What you should do >> Give the data below again exactly as written, but without the pictures.

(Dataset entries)
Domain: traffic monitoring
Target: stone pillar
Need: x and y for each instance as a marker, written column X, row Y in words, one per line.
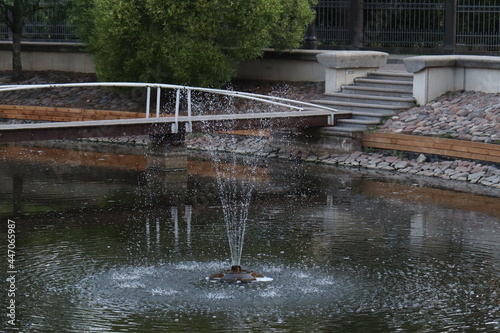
column 342, row 67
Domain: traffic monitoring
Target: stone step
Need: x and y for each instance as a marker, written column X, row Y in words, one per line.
column 344, row 128
column 406, row 77
column 360, row 107
column 377, row 91
column 371, row 99
column 360, row 122
column 393, row 84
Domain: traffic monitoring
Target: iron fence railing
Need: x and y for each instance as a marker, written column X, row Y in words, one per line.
column 403, row 23
column 478, row 25
column 453, row 25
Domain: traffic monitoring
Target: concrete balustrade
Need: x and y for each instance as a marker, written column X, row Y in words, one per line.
column 435, row 75
column 342, row 67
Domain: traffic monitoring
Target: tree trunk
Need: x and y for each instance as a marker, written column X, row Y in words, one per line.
column 17, row 20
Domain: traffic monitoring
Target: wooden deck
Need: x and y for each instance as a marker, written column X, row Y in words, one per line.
column 431, row 145
column 44, row 113
column 163, row 125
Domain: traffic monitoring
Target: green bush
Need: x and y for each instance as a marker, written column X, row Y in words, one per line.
column 191, row 42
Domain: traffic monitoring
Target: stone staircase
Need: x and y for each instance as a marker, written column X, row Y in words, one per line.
column 370, row 100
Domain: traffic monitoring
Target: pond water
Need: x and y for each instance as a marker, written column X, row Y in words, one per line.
column 104, row 244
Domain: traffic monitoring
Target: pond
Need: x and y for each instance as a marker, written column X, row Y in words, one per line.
column 106, row 244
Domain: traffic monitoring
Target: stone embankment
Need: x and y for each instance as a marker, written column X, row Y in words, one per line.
column 465, row 116
column 471, row 116
column 472, row 172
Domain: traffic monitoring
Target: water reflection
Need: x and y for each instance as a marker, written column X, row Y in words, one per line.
column 113, row 249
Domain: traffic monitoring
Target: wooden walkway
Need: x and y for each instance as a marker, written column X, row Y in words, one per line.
column 431, row 145
column 166, row 125
column 44, row 113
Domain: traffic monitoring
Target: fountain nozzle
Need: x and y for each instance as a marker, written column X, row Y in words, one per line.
column 235, row 274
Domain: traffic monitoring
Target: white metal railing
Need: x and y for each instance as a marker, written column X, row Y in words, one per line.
column 273, row 100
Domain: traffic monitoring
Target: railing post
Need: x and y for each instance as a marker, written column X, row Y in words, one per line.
column 450, row 32
column 148, row 101
column 311, row 41
column 175, row 126
column 158, row 98
column 189, row 125
column 356, row 23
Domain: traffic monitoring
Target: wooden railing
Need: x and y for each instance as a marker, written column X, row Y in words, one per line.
column 435, row 146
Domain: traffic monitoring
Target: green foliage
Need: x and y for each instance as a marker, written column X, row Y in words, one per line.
column 195, row 42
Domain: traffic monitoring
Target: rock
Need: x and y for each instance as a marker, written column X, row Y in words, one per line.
column 422, row 158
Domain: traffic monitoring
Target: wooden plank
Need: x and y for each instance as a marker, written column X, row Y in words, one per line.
column 430, row 139
column 63, row 114
column 430, row 145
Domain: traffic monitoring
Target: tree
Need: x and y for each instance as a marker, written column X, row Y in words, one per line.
column 15, row 14
column 196, row 42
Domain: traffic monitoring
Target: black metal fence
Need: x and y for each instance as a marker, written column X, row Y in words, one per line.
column 424, row 26
column 49, row 23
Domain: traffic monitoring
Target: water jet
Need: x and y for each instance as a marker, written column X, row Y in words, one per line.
column 238, row 275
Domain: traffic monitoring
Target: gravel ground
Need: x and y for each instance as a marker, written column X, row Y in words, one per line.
column 471, row 116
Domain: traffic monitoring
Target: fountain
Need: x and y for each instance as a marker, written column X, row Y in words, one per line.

Exercise response >>
Domain: traffic monitoring
Target: stone pillar
Need: x and y for each instance as a marker, written column X, row Y in words, one per line.
column 342, row 67
Domain: traffic monitoring
Target: stone step
Need: x and y for each instance as a marker, written column X, row Y in words, one per line.
column 344, row 128
column 406, row 77
column 360, row 107
column 377, row 91
column 371, row 99
column 360, row 122
column 393, row 84
Domain: traffic monitoring
Target: iron fence railing
Need: x and y for each instance as a marker, written column X, row Y in words, one per line.
column 403, row 23
column 478, row 25
column 453, row 25
Domain: traffic monitoring
Target: concrete balustrade
Need: x and y for each instance as a marker, written column X, row Y in words, one per line.
column 435, row 75
column 342, row 67
Domain: traffic monitoring
Target: tree trunk
Need: x and y for each instance as a marker, written column X, row Y in words, one per line.
column 17, row 20
Domain: traffic monitoring
Target: wooden deck
Need: x and y for each instance as a marker, written column X, row Y in words, one per line.
column 431, row 145
column 44, row 113
column 163, row 125
Domain: traffic monitoring
Target: green bush
Need: x and y for each instance as a marker, written column X, row Y in words, one per line.
column 191, row 42
Domain: traffic monitoring
Target: stone staircase
Need: x and y for each instance as a marker, written column X, row Y in words, one per line.
column 370, row 100
Domain: traffic monitoring
Target: pond water
Need: x and y for each instance as a marker, written column X, row Y in words, one per line.
column 104, row 244
Domain: traffic monitoring
Target: pond
Need: x and y for each instance as a marker, written column X, row Y in words, one per line.
column 106, row 244
Domain: traffic monitoring
Target: stone embankment
Need: x and y for each instance as a marker, written column X, row Y in words, one per line.
column 465, row 116
column 471, row 116
column 472, row 172
Domain: traffic monitoring
Target: water reflection
Need: x and y for each instance as a marker, written column X, row Y in words, one per line.
column 113, row 249
Domain: traffic monitoring
Target: wooden walkway
Need: x and y for each instance as a marker, written column X, row Y in words, one per line.
column 431, row 145
column 166, row 125
column 44, row 113
Domain: traffic monitoring
Target: fountain nozzle
Need: x and y for each instance as a marker, written column X, row Y in words, one per line.
column 235, row 274
Domain: traffic monitoring
Target: white metal railing
Need: x and y for each instance as a marker, written column X, row Y in words, one per line.
column 273, row 100
Domain: traffic monitoring
Target: railing post
Need: x and y for each instance as a marker, written column X, row Y in words, one per line.
column 450, row 32
column 148, row 101
column 311, row 41
column 175, row 126
column 158, row 98
column 189, row 125
column 356, row 23
Domain: traffic monitoring
Target: wooden railing
Need: x and y for each instance as a marker, written column X, row Y in words, one per line.
column 435, row 146
Domain: traffic monitoring
Target: green foliage
Need: x and y for each instance as a marker, written column X, row Y in words, one per line.
column 195, row 42
Domain: traffic monitoring
Target: rock
Need: x and y for each instance as a marker, written column X, row Y in words, one per line.
column 422, row 158
Domain: traffic monitoring
Target: wooden plank
Need: x and y for each instance as a marker, written column X, row Y in words, one per line.
column 430, row 139
column 63, row 114
column 430, row 145
Domain: traffic monitoring
Target: tree
Need: x and y for each instance as a marker, written column X, row Y in words, one per line.
column 15, row 14
column 196, row 42
Domain: traffic monitoring
Target: black metal fence
Need: x and y for each instance as a marker, written column X, row Y in words, one per line.
column 424, row 26
column 49, row 23
Domain: traffic monitoring
Target: water jet
Need: x and y for each instance as a marker, written column X, row Y in words, one per line.
column 238, row 275
Domain: traffic monitoring
Target: gravel ground
Need: x and y for each instance as a marker, written column X, row Y in words, one per line.
column 471, row 116
Domain: traffic monitoring
Target: fountain
Need: x and y for each instance as a marker, written column X, row Y in words, one per line.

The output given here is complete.